**GIVEN TASK A:**
Change "terminal" to "console" in the PDF-to-Excel guide between "Step 2: Save" and "for easy tracking!", inclusive, and write that part out again.
**GIVEN TASK B:**
Summarize the PDF-to-Excel guide in two sentences.

**TEXT PASSAGE:**
....

How to Automate PDF to Excel Data Extraction Using Python

If you work with data, you already know the frustration of receiving tabular data locked inside a PDF file. Manually copying and pasting PDF tables into Excel is not just tedious; it is prone to human error and consumes valuable hours that could be spent on actual analysis and dashboard building.

Whether you are preparing datasets for Power BI or running financial reconciliations, automating this process is a massive time-saver.

Today, we are going to look at a completely free, offline Python script that extracts tables from multiple PDFs and compiles them neatly into a single Excel file.


Why Use This Python Approach?

  • 0% Free and Offline: No need for paid SaaS tools or uploading sensitive documents to third-party websites.
  • Batch Processing: It loops through an entire folder of PDFs at once.
  • Smart Fallback: If visual gridlines are missing in the PDF, the script intelligently reads the text spacing to rebuild the table structure.

Prerequisites

Before we begin, you will need Python installed on your computer. You also need to install a few required libraries. Open your command prompt or terminal and run the following command:

pip install pandas pdfplumber openpyxl

(Note: openpyxl is required by Pandas to write data to .xlsx files).

Step-by-Step Guide to Using the Extractor

Step 1: Set Up Your Project Folder

Create a new, empty folder on your computer. This will be your working directory. Place all the PDF files you want to extract data from directly into this folder.

Step 2: Save the Python Script

Inside that same folder, create a new file named pdf_extractor.py. Copy the Python code provided below and paste it into this file.

Step 3: Run the Script

Open your terminal or command prompt, navigate to your folder, and run the script:

python pdf_extractor.py

Step 4: Access Your Data

The terminal will show you the progress as it analyzes the table structure of each PDF. Once finished, a new file named Offline_Table_Extraction.xlsx will appear in your folder. Open it, and you will find all your PDF data neatly organized into columns, with the first column indicating the source file name for easy tracking!

....

Dataset rows on where objects appear
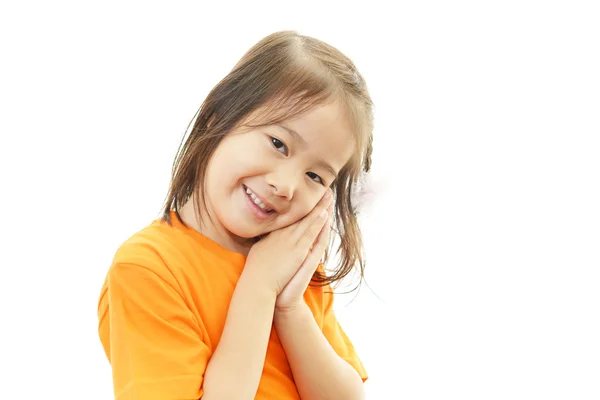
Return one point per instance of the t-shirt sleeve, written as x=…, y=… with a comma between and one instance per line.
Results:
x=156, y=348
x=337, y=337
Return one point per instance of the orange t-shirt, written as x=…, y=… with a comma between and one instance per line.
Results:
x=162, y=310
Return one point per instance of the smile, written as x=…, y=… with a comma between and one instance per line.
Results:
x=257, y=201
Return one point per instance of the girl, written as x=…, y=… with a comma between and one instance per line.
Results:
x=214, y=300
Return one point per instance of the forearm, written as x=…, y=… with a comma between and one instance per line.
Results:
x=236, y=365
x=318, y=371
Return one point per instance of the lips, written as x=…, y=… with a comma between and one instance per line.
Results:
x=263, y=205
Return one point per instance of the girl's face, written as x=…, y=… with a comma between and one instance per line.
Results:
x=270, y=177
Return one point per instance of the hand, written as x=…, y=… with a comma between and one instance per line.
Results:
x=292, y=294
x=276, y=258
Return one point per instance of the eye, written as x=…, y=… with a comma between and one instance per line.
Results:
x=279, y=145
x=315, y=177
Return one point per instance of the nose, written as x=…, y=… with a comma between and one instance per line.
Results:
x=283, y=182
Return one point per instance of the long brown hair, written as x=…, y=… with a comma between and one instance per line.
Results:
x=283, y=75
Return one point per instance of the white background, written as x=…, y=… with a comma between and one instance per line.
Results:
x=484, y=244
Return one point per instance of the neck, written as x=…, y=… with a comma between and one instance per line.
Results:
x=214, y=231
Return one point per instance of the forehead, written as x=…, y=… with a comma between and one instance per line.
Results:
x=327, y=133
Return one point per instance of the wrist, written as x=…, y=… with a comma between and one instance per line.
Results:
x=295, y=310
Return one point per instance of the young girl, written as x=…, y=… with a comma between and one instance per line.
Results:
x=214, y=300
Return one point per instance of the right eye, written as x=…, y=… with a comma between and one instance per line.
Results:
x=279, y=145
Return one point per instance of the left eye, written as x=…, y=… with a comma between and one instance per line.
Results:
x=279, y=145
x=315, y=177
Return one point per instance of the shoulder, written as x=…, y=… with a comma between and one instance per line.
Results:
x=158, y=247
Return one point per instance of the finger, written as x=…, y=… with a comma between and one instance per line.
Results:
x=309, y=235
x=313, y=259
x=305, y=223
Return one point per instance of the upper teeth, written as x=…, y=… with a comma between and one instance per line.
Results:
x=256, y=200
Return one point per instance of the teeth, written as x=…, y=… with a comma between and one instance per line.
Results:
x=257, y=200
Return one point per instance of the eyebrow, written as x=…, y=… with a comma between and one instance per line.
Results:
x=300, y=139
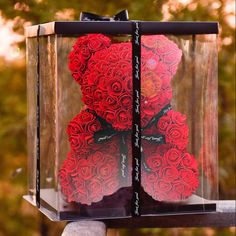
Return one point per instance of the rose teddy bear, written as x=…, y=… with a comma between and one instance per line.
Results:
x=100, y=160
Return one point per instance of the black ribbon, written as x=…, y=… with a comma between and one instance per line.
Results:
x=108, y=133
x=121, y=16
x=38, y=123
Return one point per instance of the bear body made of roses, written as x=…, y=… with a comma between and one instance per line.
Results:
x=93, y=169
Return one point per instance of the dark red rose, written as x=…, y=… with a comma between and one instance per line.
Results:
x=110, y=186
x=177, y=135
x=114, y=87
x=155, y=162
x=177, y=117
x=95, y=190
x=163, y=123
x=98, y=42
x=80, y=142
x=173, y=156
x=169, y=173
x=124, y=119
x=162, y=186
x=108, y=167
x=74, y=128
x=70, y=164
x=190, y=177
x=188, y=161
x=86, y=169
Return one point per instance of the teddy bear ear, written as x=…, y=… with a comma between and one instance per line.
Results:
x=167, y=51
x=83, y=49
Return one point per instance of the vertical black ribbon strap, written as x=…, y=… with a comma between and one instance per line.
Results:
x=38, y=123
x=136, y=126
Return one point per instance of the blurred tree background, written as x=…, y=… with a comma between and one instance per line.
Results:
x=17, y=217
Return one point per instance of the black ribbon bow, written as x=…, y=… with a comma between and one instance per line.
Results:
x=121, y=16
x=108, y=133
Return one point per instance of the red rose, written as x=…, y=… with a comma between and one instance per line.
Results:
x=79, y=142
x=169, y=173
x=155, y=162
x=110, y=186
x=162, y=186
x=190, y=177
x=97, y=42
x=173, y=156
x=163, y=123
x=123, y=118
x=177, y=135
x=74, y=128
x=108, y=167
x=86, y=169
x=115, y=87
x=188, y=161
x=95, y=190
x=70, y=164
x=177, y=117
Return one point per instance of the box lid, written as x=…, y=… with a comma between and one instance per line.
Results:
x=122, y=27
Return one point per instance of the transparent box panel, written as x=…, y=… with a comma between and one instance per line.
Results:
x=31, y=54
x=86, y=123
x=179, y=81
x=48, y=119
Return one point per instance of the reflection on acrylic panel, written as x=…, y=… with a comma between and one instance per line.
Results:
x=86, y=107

....

**COMPLETE RESPONSE A:**
Step 2: Save the Python Script

Inside that same folder, create a new file named pdf_extractor.py. Copy the Python code provided below and paste it into this file.

Step 3: Run the Script

Open your console or command prompt, navigate to your folder, and run the script:

python pdf_extractor.py

Step 4: Access Your Data

The console will show you the progress as it analyzes the table structure of each PDF. Once finished, a new file named Offline_Table_Extraction.xlsx will appear in your folder. Open it, and you will find all your PDF data neatly organized into columns, with the first column indicating the source file name for easy tracking!

**COMPLETE RESPONSE B:**
The guide presents a free, offline Python script that extracts tables from every PDF in a folder and compiles them into a single Excel file, rebuilding table structure from text spacing when gridlines are missing. After installing pandas, pdfplumber, and openpyxl, you put the PDFs and the pdf_extractor.py script in one folder and run it, which produces Offline_Table_Extraction.xlsx with a first column naming each source file.